### EXERCISE INSTRUCTIONS:
Each line of the data that mentions the string "marker" needs to be identified and copied.

Top of TASK INPUTS

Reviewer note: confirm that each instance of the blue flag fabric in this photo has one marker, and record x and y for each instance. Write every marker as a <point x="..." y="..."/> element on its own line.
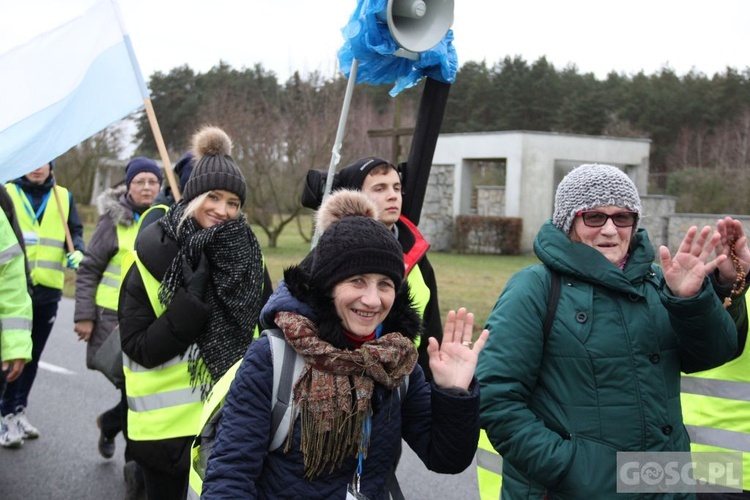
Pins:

Bottom of TASK INPUTS
Top of TASK INPUTS

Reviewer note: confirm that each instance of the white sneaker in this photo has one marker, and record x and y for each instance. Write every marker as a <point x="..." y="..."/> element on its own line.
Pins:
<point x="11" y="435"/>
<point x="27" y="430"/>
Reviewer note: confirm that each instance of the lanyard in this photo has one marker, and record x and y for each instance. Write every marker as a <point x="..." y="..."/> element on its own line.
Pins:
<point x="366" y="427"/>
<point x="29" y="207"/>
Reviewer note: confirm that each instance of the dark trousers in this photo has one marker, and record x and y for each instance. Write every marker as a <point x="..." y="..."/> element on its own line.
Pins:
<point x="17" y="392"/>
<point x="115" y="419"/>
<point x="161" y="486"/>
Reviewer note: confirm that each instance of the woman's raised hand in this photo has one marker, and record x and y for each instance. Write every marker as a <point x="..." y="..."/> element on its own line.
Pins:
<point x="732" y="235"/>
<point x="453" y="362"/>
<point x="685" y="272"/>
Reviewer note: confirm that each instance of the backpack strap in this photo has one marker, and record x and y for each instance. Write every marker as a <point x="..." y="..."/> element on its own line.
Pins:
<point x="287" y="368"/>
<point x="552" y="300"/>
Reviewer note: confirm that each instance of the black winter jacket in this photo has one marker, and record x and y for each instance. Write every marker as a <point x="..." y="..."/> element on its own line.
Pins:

Bottom of TASK INPUTS

### FINISHED TASK:
Reviewer note: confirm that each instance of the blue flag fabric in this photo has one marker, and record x and y for each instance. Write every marker as a <point x="..." y="..."/> element on its own line.
Reviewer note: confirm that each instance of the white sneaker in this photo has one marker, and record x and y for each instance. Write every marker as a <point x="..." y="..."/> element on its own line.
Reviewer note: confirm that each instance of the lanyard in this photo has one marker, and record x and y for each instance. Write every marker as a <point x="..." y="..."/> element on its own line.
Reviewer note: confirm that each instance of the dark trousers in this photo has one marker, and record x and y for each instance. Write every marker as a <point x="..." y="..."/> element on its own line.
Reviewer note: confirm that each instance of the woman's raised hand in this photo has one marker, and record x and y for each instance. Write every marker as a <point x="..." y="..."/> element on its own line.
Reviewer note: confirm that each instance of the backpack strap in this photo has one marker, and record x and y for each instance. Write every marker as a <point x="..." y="..."/> element on its own line.
Reviewer note: confirm that each instance of the black winter jacket in this photo has one marker, and record x and y for each instance. Write every marker as a <point x="..." y="..."/> element on its own line.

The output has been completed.